• What is asked
1. According to the court judgment on the fentanyl trafficking charges, which police service apprehended the two accused?
2. Return the passage of the court judgment on the fentanyl trafficking charges from "[3] As are most" up to and including "for both accused.".
3. Write the next part of the court judgment on the fentanyl trafficking charges, starting after its final sentence.

• Supplied text

Ontario Court of Justice
Date: February 6, 2023 Court File No.: 21-3128, 21-3129
Between:
HIS MAJESTY THE KING
— AND —
RAVEN JOSEPH-SOROKA AND ASHLEY WILSON
Before: Justice Robert S. Gee
Heard on: January 4, 2023 Reasons for Judgment released on: February 6, 2023
Counsel: T. Mimnagh, counsel for the Crown E. Angevine, counsel for the accused Raven Joseph-Soroka G. Eliany, counsel for the accused Ashley Wilson
Gee J.:
Introduction
[1] The two accused were apprehended by members of the Six Nations Police in a motor vehicle located on the Mississauga of the Credit Reserve on August 25, 2021. Upon searching the accused and the motor vehicle, police located fentanyl, cash, and other items the Crown alleges were indicative of trafficking. As a result, both accused were charged with Possession for the Purpose of Trafficking in fentanyl contrary to s. 5(2) of the CDSA and possession of property obtained by crime under $5000.00.
[2] The trial of the accused was heard on January 4, 2023. Three witnesses, all police officers, testified for the Crown. The accused did not testify, nor did they call any other evidence.
[3] As are most possession for the purpose cases, the Crown’s case is circumstantial. The accused have challenged the inferences available from the evidence called and argue that the Crown has failed to prove the charges beyond a reasonable doubt. The balance of the reasons will explain why I have found the Crown has proven the charges beyond a reasonable doubt and findings of guilt will be made on both charges for both accused.
Facts
[4] The facts in this case are not in dispute. It is the inferences available from those facts that is contested.

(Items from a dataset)
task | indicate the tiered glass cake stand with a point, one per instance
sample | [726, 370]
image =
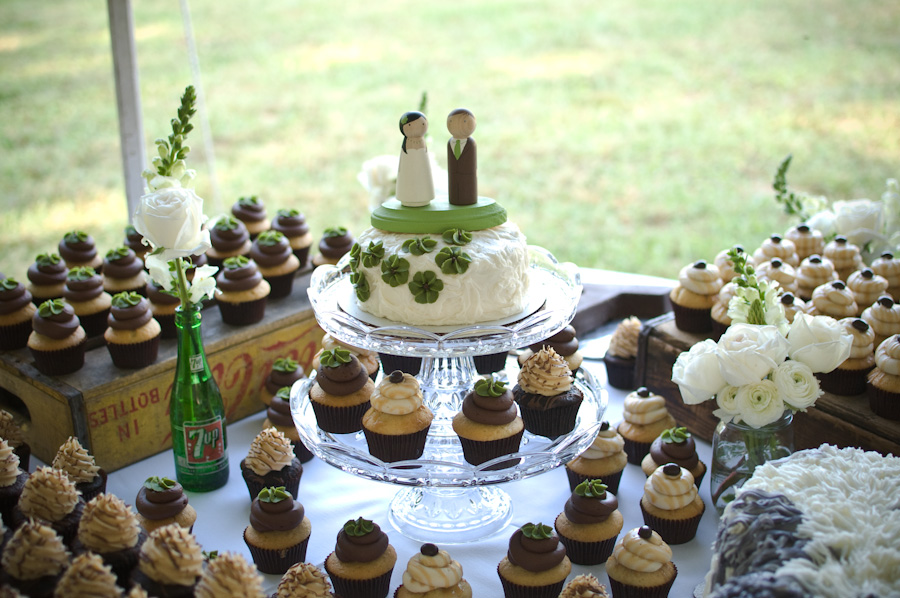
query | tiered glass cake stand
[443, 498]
---
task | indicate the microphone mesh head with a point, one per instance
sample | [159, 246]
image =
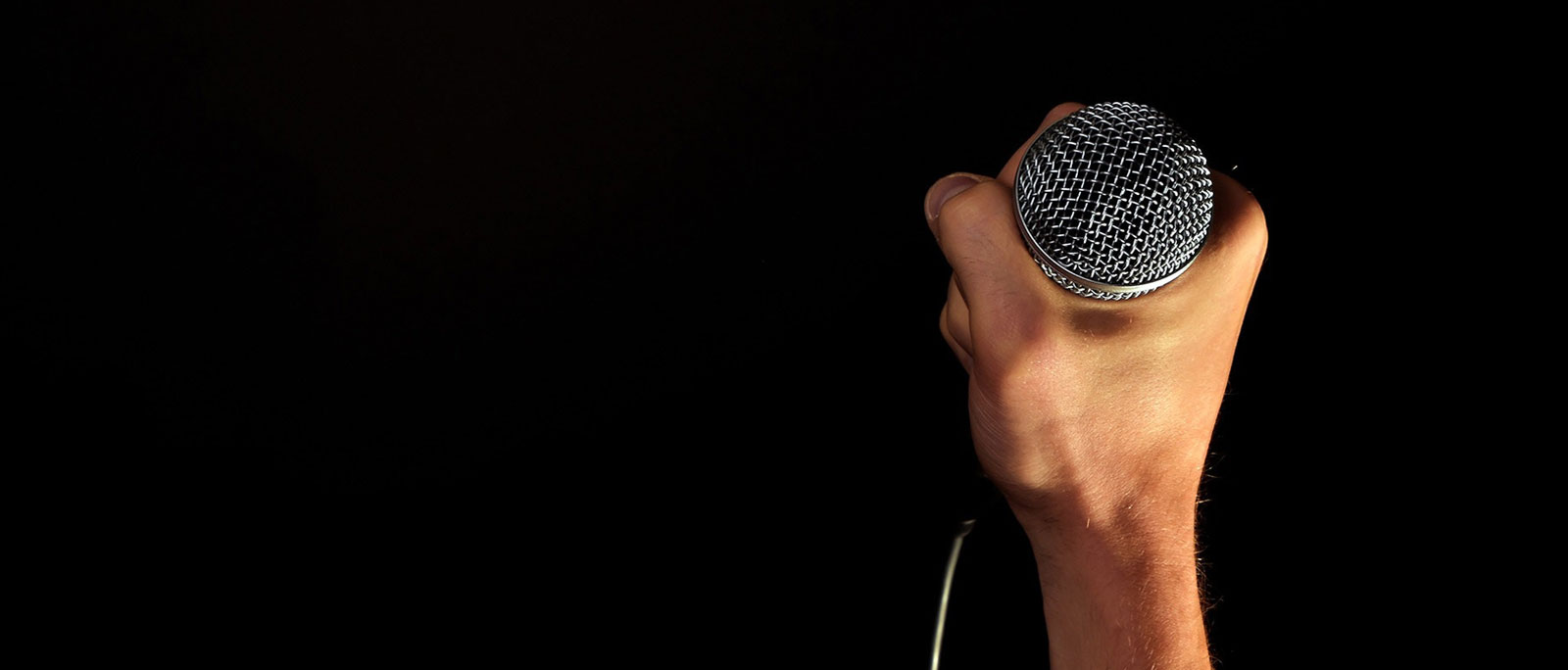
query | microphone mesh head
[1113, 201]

• Exercise answers
1. Members of the Six Nations Police.

2.
[3] As are most possession for the purpose cases, the Crown’s case is circumstantial. The accused have challenged the inferences available from the evidence called and argue that the Crown has failed to prove the charges beyond a reasonable doubt. The balance of the reasons will explain why I have found the Crown has proven the charges beyond a reasonable doubt and findings of guilt will be made on both charges for both accused.

3.
[5] On August 25, 2021, an officer of the Six Nations Police was in the process of preparing an Information to Obtain a search warrant for the residence shared by the two accused at 3 Pine Crescent on the Six Nations Reserve. While that was being prepared, other officers were conducting surveillance of the residence. At about 12:40 pm, the accused left the residence in a motor vehicle. Mr. Joseph-Soroka was driving and Ms. Wilson was in the front passenger seat.
[6] The police followed the vehicle and conducted mobile surveillance on it and the accused. From 3 Pine Crescent it went to 982 4th Line Rd. There, an unknown male entered the car and it then drove to the Bank of Montreal at 4th Line and Chiefswood Road. It parked in the parking lot and Ms. Wilson got out and let the unknown male get out who then went into the bank. By 1:01 pm, the male was out of the bank and back into the car.
[7] They then drove directly back to 982 4th Line Rd. where the male got out and went back in the residence. The accused then depart and are back at their residence at 3 Pine Crescent by 1:13 pm. At 1:23 pm, the two accused leave again in the vehicle and go to 1750 Seneca Rd., arriving three minutes later at 1:26 pm. At this address, an unknown female comes to the passenger side window of the car where Ms. Wilson was seated. Approximately seven minutes later at 1:33 pm, the accused depart.
[8] Officer Robert Monteforte testified he has been a Six Nations Police Officer for approximately three years. Prior to his employment with Six Nations Police, he had been a police officer in Hamilton since 2012. Officer Monteforte lives on Seneca Road and is familiar with 1750 Seneca Rd. where the accused met the unknown female. He stated the residence is known for drug activity. He has arrested people who possessed fentanyl who resided at this address. As well, the Six Nations Police have attended this residence for calls for potential overdoses.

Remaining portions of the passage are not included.